— AIM —
Extract each line of the records that contains the string "gable". Treat uppercase and lowercase letters as distinct.

(Excerpts from a detection dataset)
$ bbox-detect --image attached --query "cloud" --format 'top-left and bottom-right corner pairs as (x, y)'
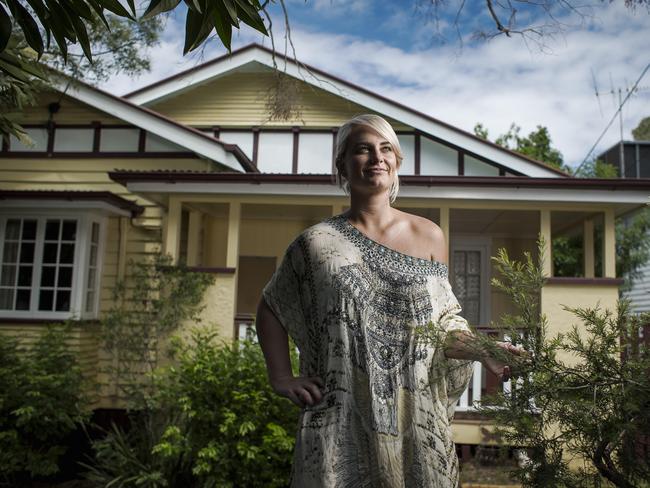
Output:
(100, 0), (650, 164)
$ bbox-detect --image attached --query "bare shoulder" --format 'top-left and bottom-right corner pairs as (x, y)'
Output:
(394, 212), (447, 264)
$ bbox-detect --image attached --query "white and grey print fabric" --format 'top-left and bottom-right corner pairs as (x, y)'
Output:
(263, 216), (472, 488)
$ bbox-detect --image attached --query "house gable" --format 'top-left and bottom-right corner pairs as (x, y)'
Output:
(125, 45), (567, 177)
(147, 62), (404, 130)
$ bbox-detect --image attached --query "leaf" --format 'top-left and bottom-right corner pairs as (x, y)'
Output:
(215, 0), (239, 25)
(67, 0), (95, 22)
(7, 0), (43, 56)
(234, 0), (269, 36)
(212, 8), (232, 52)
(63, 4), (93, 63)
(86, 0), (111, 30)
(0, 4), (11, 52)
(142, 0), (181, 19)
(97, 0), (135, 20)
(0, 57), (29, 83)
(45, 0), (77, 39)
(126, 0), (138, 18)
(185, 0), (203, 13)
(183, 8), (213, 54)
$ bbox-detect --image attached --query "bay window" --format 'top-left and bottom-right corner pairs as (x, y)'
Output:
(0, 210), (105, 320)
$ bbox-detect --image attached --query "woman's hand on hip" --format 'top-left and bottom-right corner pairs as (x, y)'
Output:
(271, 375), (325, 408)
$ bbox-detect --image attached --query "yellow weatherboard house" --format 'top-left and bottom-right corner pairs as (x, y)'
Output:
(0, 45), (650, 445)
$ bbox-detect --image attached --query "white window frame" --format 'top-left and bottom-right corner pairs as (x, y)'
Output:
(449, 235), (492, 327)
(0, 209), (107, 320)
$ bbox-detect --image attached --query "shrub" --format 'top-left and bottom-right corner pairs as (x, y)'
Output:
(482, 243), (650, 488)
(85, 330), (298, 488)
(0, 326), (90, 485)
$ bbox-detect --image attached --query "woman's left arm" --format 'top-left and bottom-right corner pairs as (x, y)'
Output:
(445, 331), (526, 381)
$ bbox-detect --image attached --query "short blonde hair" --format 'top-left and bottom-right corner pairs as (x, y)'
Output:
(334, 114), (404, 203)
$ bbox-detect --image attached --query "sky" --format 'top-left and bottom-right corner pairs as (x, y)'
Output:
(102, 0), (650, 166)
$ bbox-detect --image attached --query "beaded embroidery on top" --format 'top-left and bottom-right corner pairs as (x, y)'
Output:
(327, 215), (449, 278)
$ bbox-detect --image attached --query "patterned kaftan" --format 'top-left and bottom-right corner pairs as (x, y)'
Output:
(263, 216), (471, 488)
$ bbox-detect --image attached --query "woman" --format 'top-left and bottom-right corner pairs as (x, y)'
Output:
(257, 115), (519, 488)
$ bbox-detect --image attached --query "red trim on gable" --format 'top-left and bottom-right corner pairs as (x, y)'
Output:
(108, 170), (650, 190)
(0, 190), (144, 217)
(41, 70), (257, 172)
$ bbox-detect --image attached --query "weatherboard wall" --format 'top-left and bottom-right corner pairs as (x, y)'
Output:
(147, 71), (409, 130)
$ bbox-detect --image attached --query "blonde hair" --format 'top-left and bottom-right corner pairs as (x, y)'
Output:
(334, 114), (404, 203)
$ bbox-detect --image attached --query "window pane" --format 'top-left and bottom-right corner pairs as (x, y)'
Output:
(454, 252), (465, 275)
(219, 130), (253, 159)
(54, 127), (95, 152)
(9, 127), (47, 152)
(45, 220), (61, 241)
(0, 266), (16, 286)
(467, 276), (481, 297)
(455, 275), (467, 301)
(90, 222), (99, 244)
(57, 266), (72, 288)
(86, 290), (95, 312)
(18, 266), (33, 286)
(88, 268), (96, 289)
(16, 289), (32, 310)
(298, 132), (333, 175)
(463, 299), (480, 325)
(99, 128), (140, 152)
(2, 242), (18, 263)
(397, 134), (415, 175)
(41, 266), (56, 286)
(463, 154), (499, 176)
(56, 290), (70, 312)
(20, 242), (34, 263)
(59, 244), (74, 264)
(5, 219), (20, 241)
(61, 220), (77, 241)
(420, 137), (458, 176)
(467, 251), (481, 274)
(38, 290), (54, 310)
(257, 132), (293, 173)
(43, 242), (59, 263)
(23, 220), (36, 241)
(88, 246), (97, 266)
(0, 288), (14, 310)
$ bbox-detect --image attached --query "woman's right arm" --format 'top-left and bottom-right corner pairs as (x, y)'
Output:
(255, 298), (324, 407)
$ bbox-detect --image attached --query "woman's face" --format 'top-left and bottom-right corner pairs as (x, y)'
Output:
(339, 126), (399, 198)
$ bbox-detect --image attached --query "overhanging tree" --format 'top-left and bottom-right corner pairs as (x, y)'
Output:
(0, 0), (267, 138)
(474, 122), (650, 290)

— EXPECTED OUTPUT —
$ bbox-detect --image attached --query "house gable" --format 'top-left and bottom-right corner pairs as (x, y)'
$ bbox-detect --image attached --query "red trim on gable" --format 'top-left and bottom-right corner pairs as (x, y)'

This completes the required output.